**PASSAGE TO READ**.
This provides a much faster polynomial product operation than one could implement using the naïve polynomial multiplication algorithm (though see the last section for an implementation anyway). The DFT can be used to speed up large integer multiplication as well.

A caveat with normal polynomial multiplication is that one needs to pad the input coefficient lists with enough zeros so that the convolution doesn’t “wrap around.” That padding results in the output having length at least as large as the sum of the degrees of $f$ and $g$ (see the program gallery piece for more details).

If you don’t pad the polynomials, instead you get what’s called a cyclic polynomial product. More concretely, if the two input polynomials $f, g$ are represented by coefficient lists $(f_0, f_1, \dots, f_{N-1}), (g_0, g_1, \dots, g_{N-1})$ of length $N$ (implying the inputs are degree at most $N-1$, i.e., the lists may end in a tail of zeros), then the Fourier Transform technique computes

\[ f(x) \cdot g(x) \mod (x^N – 1) \]

This modulus is in the sense of a quotient ring $\mathbb{Z}[x] / (x^N – 1)$, where $(x^N – 1)$ denotes the ring ideal generated by $x^N-1$, i.e., all polynomials that are evenly divisible by $x^N – 1$. A particularly important interpretation of this quotient ring is achieved by interpreting the ideal generator $x^N – 1$ as an equation $x^N – 1 = 0$, also known as $x^N = 1$. To get the canonical ring element corresponding to any polynomial $h(x) \in \mathbb{Z}[x]$, you “set” $x^N = 1$ and reduce the polynomial until there are no more terms with degree bigger than $N-1$. For example, if $N=5$ then $x^{10} + x^6 – x^4 + x + 2 = -x^4 + 2x + 3$ (the $x^{10}$ becomes 1, and $x^6 = x$).

To prove the DFT product computes a product in this particular ring, note how the convolution theorem produces the following formula, where $\textup{fprod}(f, g)$ denotes the process of taking the Fourier transform of the two coefficient lists, multiplying them entrywise, and taking a (properly normalized) inverse FFT, and $\textup{fprod}(f, g)(j)$ is the $j$-th coefficient of the output polynomial:

\[ \textup{fprod}(f, g)(j) = \sum_{k=0}^{N-1} f_k g_{j-k \textup{ mod } N} \]

In words, the output polynomial coefficient $j$ equals the sum of all products of pairs of coefficients whose indices sum to $j$ when considered “wrapping around” $N$. Fixing $j=1$ as an example, $\textup{fprod}(f, g)(1) = f_0 g_1 + f_1g_0 + f_2 g_{N-1} + f_3 g_{N-2} + \dots$. This demonstrates the “set $x^N = 1$” interpretation above: the term $f_2 g_{N-1}$ corresponds to the product $f_2x^2 \cdot g_{N-1}x^{N-1}$, which contributes to the $x^1$ term of the polynomial product if and only if $x^{2 + N-1} = x$, if and only if $x^N = 1$.

**INPUT RECORDS**.
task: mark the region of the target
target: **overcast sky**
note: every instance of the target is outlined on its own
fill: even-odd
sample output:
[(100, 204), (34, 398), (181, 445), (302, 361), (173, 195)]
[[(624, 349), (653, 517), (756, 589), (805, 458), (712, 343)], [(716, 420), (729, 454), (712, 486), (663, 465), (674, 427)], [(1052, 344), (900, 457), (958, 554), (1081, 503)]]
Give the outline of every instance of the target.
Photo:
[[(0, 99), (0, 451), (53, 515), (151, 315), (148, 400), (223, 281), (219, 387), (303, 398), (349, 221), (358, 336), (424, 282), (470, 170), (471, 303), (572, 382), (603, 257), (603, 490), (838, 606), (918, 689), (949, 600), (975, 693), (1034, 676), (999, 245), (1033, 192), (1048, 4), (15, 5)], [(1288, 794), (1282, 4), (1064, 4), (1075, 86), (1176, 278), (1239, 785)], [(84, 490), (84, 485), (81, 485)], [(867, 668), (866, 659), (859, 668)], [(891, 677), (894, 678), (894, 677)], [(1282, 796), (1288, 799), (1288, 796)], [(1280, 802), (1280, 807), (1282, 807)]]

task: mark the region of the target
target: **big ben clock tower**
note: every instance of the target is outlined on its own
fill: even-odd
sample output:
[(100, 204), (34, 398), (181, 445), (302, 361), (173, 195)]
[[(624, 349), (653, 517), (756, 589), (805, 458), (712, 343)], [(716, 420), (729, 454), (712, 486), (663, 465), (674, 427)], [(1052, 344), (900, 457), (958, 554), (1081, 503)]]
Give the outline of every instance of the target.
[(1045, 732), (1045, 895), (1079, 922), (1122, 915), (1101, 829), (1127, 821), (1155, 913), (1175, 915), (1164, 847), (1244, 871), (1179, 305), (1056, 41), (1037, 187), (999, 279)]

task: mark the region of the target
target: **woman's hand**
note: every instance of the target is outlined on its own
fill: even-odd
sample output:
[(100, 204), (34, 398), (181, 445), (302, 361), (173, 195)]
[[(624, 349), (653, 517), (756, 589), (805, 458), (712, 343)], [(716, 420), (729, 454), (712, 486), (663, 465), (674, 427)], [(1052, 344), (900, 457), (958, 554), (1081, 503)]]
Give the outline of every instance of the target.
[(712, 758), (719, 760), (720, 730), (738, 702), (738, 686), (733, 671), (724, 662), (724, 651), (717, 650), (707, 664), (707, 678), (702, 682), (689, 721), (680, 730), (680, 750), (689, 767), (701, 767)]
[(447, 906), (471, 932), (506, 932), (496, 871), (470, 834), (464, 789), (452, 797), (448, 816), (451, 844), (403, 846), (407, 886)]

--

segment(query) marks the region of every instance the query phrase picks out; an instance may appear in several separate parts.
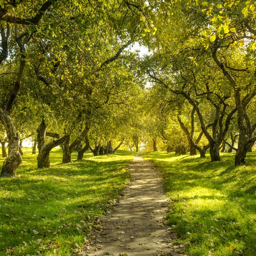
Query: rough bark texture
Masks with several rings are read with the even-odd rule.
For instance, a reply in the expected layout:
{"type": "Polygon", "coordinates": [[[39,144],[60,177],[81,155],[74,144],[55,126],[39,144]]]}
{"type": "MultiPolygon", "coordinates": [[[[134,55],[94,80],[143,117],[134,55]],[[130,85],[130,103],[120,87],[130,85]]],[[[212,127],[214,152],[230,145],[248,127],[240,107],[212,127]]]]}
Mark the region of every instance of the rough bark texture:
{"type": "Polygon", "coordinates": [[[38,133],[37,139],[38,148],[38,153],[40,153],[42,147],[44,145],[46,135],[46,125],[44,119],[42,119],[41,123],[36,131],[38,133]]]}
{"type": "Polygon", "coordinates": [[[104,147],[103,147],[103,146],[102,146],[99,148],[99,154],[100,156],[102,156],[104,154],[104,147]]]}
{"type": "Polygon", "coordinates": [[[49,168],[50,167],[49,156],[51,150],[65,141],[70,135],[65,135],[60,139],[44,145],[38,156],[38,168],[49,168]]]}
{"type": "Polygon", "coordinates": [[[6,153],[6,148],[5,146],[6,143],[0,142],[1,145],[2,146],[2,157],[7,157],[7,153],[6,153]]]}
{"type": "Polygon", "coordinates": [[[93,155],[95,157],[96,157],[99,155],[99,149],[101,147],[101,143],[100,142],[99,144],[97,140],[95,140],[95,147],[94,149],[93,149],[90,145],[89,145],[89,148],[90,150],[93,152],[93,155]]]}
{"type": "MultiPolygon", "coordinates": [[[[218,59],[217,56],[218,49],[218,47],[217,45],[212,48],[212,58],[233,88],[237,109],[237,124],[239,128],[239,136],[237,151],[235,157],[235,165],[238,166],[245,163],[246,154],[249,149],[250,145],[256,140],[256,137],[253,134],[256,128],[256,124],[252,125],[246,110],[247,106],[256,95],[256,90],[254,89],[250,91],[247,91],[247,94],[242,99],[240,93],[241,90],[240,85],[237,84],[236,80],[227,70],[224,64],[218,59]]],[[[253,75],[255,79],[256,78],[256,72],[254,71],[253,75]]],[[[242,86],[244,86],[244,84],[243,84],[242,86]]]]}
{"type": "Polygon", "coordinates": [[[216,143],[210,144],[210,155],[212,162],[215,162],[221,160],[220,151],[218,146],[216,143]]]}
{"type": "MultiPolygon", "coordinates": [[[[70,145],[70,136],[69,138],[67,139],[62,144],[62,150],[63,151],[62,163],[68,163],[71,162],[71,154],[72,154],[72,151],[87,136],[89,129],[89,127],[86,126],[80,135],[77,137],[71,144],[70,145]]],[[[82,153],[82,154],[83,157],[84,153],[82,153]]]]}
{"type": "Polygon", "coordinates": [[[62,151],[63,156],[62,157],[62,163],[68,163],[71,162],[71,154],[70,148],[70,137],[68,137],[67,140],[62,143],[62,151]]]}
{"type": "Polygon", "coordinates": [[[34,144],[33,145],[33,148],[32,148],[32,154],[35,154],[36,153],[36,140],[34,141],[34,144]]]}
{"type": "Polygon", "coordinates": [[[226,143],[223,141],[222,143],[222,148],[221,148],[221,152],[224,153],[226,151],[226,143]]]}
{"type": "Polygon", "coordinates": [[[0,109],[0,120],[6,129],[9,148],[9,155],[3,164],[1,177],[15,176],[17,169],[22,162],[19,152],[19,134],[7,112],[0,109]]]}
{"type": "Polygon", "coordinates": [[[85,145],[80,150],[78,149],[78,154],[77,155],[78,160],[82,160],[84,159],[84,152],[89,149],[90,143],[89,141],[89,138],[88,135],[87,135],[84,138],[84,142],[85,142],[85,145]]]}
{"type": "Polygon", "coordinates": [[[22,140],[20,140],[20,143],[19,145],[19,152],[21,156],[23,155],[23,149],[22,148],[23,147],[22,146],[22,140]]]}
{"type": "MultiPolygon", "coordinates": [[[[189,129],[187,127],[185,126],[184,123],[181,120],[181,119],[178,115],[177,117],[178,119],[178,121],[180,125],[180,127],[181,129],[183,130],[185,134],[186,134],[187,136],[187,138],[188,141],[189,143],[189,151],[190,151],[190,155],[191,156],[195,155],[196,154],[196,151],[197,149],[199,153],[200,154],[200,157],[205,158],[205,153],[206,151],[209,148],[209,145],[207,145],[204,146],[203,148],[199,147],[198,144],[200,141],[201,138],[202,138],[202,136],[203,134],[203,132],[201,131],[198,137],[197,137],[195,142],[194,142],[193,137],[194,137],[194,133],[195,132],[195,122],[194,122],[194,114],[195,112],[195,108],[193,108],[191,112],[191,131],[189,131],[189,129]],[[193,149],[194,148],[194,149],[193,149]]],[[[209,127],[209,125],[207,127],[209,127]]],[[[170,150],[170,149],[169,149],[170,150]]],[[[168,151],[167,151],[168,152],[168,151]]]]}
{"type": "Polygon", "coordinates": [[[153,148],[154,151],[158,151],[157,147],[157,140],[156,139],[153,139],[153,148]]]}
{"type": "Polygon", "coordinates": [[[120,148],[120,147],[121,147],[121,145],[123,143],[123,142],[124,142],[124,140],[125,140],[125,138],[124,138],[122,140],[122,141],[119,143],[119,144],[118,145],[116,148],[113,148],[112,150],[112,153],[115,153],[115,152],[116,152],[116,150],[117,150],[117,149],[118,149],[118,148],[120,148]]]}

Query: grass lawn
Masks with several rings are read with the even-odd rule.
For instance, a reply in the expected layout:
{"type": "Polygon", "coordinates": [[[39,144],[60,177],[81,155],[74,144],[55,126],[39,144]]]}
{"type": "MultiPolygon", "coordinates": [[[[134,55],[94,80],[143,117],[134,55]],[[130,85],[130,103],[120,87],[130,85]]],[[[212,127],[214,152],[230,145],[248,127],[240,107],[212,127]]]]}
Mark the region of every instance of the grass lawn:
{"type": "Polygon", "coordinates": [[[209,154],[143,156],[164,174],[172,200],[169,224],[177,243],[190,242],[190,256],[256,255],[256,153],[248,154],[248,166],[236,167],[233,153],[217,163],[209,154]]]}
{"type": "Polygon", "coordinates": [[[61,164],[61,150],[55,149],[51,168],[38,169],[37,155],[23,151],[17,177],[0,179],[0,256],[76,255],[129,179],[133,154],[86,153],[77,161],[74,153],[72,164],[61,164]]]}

---

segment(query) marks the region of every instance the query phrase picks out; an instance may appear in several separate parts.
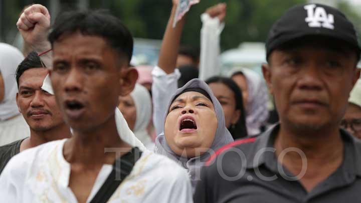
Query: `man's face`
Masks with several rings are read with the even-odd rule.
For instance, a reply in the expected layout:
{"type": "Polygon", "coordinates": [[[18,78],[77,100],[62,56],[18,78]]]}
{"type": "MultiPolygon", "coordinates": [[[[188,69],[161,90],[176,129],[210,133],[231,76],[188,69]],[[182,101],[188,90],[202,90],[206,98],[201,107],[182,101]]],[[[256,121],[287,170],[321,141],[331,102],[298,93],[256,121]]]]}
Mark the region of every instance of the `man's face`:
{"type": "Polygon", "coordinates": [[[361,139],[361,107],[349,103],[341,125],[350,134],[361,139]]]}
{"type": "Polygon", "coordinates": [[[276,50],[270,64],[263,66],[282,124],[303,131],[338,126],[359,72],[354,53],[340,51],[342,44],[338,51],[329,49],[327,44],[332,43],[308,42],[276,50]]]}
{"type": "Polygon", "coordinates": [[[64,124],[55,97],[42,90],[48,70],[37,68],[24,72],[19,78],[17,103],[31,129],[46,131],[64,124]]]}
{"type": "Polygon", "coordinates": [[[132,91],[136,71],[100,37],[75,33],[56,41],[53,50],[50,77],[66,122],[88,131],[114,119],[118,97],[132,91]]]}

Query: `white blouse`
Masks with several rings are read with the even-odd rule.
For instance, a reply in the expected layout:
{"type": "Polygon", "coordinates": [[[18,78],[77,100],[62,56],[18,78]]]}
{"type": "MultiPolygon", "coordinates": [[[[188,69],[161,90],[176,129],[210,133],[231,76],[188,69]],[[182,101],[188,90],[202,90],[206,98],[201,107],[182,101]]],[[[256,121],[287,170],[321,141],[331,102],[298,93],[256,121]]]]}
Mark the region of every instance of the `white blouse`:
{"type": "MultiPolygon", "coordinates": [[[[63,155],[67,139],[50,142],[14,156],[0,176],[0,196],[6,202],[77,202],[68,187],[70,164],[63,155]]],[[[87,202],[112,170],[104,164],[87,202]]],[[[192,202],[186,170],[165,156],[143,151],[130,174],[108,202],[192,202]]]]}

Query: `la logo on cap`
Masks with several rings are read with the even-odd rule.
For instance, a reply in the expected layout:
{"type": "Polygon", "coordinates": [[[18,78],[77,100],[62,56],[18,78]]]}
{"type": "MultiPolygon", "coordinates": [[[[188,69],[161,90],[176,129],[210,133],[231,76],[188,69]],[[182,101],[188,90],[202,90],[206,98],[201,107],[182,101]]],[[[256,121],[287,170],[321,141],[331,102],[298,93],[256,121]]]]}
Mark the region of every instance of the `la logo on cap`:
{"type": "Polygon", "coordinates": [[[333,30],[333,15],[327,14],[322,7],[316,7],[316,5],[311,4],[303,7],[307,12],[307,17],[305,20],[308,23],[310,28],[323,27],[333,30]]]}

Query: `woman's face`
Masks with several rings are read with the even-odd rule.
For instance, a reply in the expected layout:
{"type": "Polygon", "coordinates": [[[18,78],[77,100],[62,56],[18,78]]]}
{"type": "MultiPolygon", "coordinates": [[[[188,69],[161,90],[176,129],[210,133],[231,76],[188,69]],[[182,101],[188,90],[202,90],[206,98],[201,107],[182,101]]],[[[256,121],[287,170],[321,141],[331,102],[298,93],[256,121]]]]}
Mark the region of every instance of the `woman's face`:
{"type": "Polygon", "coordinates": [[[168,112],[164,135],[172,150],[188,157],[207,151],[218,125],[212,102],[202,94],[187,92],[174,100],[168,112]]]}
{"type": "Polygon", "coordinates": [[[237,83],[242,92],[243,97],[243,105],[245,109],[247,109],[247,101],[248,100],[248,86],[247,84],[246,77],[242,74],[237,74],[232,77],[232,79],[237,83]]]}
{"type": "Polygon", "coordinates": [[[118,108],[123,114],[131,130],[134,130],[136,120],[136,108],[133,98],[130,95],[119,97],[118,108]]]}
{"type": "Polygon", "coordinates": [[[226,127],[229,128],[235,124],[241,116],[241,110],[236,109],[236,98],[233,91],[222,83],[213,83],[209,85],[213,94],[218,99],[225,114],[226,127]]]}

**TASKS FOR THIS EXERCISE**.
**1.** Answer these questions about the polynomial multiplication text:
(a) What do you get if you don't pad the polynomials?
(b) Besides polynomial products, what else can the DFT speed up?
(c) With $N=5$, what does $x^{10} + x^6 – x^4 + x + 2$ reduce to?
**2.** Can you lay out the lines of the rows between the line holding "Query: grass lawn" and the line holding "Mark the region of every instance of the grass", inclusive, as a JSON list of strings, one string per line and blank lines left out?
The polynomial multiplication text has no connection to the rows.

**OUTPUTS BY TASK**.
**1.**
(a) A cyclic polynomial product.
(b) Large integer multiplication.
(c) $-x^4 + 2x + 3$.

**2.**
[
  "Query: grass lawn",
  "Masks with several rings are read with the even-odd rule.",
  "For instance, a reply in the expected layout:",
  "{\"type\": \"Polygon\", \"coordinates\": [[[39,144],[60,177],[81,155],[74,144],[55,126],[39,144]]]}",
  "{\"type\": \"MultiPolygon\", \"coordinates\": [[[[134,55],[94,80],[143,117],[134,55]],[[130,85],[130,103],[120,87],[130,85]]],[[[212,127],[214,152],[230,145],[248,127],[240,107],[212,127]]]]}",
  "Mark the region of every instance of the grass lawn:"
]